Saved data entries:
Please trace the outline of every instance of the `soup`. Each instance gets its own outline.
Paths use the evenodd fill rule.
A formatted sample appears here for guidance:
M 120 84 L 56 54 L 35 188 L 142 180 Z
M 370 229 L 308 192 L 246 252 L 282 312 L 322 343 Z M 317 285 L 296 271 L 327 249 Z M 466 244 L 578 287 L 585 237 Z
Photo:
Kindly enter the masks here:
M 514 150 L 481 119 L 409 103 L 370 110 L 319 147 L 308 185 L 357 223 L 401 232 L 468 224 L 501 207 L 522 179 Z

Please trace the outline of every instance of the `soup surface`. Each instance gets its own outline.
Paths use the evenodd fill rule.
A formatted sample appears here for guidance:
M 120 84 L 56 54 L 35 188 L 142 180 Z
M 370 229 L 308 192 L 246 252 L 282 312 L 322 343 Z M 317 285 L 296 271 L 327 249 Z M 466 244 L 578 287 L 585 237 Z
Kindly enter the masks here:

[ACTION ITEM]
Each line of the entries where the string "every" occurs should be shown.

[SOLUTION FOR THIS PROBLEM]
Please trace the outline of every instance of the `soup`. Each instance gets its own outline.
Please trace the outline of every instance of the `soup surface`. Each instance gets its own outline.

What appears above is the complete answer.